EXTRAIT.
────────────────────────────────────────

Peter Singer, La Libération animale, 1975, chapitre IV, tr. fr. Louise Rousselle et David Olivier, Petite Bibliothèque Payot, 2015, p. 299-302.



  "Conformément à notre peinture du monde de ani­maux comme scène sanglante de combat, nous mécon­naissons le degré de complexité de la vie sociale d'autres espèces, où les individus se reconnaissent et entretien­nent des rapports. Quand les êtres humains se marient, nous attribuons l'intimité qu'ils établissent entre eux à l'amour, et nous compatissons vivement à la peine d'un être humain qui a perdu son conjoint. Quand d'autres animaux s'unissent pour la vie, nous disons que seul l'instinct les pousse à se comporter de la sorte, et si un chasseur ou un trappeur tue un animal ou le capture pour la recherche ou pour un zoo, nous ne nous demandons pas s'il n'a pas un conjoint qui souffrira de son absence soudaine. De même, nous savons que la séparation d'une mère humaine de son enfant est une tragédie pour tous deux ; mais ni les agriculteurs ni les éleveurs d'animaux de compagnie ou de laboratoire ne pensent un instant aux sentiments des mères et des enfants non humains dont la séparation routinière fait partie intégrante de leur profession.
  Curieusement, alors que les gens écartent souvent des aspects complexes du comportement animal comme n'étant que de « simples instincts » et par conséquent comme indignes d'être réellement comparés aux comportements humains en apparence similaires, ces mêmes gens, quand cela les arrange, oublient ou igno­rent l'importance des schémas comportementaux instinctifs simples. Ainsi entend-on souvent dire des poules pondeuses, des veaux à viande et des chiens gardés en cage à des fins expérimentales qu'ils n'en souffrent pas, puisqu'
ils n'ont jamais connu d'autres conditions de vie.
  Nous avons vu [...] que cela est faux. Les animaux ressentent le besoin de prendre de l'exercice, d'étirer leurs membres ou leurs ailes, de se nettoyer, de se retourner, qu'ils aient ou non jamais vécu dans des conditions qui leur permettaient de le faire. Les animaux grégaires sont perturbés lorsqu'on les isole des autres membres de leur espèce, même s'ils n'ont jamais connu d'autres conditions de vie, et à l'inverse leur immersion dans un trop gros troupeau peut avoir le même effet, en raison de l'incapacité où s'y trouve l'animal individuel de reconnaître les autres individus. Ces stress se manifestent sous forme de vices comme le cannibalisme.

────────────────────────────────────────

LIGNES DE DONNÉES.
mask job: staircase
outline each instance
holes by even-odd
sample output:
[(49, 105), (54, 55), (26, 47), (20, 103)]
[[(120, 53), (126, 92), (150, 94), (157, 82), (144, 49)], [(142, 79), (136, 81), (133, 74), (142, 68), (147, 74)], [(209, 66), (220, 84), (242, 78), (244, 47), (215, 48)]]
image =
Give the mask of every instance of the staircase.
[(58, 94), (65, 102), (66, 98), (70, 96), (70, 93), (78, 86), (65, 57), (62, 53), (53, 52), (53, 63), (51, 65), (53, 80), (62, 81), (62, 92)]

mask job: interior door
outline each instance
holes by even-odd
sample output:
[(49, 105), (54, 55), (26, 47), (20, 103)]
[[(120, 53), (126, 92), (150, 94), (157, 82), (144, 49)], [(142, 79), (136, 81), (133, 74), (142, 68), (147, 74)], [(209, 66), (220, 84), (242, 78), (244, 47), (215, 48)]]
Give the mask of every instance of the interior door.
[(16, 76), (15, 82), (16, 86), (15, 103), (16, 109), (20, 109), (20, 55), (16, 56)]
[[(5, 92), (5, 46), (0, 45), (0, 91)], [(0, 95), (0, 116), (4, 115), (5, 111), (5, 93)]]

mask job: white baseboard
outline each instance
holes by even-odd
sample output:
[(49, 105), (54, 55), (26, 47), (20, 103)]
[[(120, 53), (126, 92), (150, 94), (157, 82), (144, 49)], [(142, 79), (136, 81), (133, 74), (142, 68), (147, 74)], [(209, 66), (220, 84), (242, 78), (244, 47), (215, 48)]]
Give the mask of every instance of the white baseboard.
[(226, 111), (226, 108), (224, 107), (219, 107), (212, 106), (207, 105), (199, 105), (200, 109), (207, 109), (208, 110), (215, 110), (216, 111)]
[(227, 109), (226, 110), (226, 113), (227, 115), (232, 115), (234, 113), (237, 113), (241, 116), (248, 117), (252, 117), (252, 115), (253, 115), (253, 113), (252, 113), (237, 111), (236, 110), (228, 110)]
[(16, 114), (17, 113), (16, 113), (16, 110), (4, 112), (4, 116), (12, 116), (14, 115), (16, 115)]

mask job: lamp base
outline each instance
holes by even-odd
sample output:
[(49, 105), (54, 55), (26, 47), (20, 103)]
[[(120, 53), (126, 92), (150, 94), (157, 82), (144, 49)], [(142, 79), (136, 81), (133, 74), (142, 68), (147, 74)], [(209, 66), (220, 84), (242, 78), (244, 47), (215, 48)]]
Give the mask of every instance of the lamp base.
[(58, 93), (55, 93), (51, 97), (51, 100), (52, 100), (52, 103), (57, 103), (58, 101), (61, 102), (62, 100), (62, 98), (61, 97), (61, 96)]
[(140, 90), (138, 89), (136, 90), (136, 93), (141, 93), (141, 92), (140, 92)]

────────────────────────────────────────

OBJECTIFS.
a. Relevez tous les besoins que les animaux ressentent, selon l'extrait sur la condition animale, même sans avoir jamais vécu dans des conditions qui leur permettaient de les satisfaire.
b. Poursuivez l'extrait sur la condition animale à partir de sa dernière phrase.
Les lignes de données forment un matériau indépendant de l'extrait sur la condition animale.

RÉPONSES DANS L'ORDRE.
a.
- prendre de l'exercice
- étirer leurs membres ou leurs ailes
- se nettoyer
- se retourner

b.
  L'ignorance généralisée de la nature des animaux non humains permet à ceux qui les traitent ainsi d'écarter les critiques en disant simplement qu'après tout, « ce ne sont pas des humains ». C'est vrai, ils n'en sont pas ; mais ils ne sont pas non plus des machines à convertir le fourrage en chair, ni des outils pour la recherche. Si l'on considère combien les connaissances du grand public sont en retard par rapport aux plus récentes découvertes des zoologistes et des éthologues qui, munis de carnets de notes et d'appareils photogra­phiques, ont passé des mois, et parfois des années, à observer des animaux, le danger de tomber dans un anthropomorphisme sentimental est moins à craindre que ne l'est le danger contraire venant de l'idée commode et intéressée que les animaux sont des mor­ceaux d'argile que nous pouvons modeler de quelque façon qu'il nous plaît de le faire."

 

Peter Singer, La Libération animale, 1975, tr. fr. Louise Rousselle et David Olivier, Petite Bibliothèque Payot, 2015, p. 392-393.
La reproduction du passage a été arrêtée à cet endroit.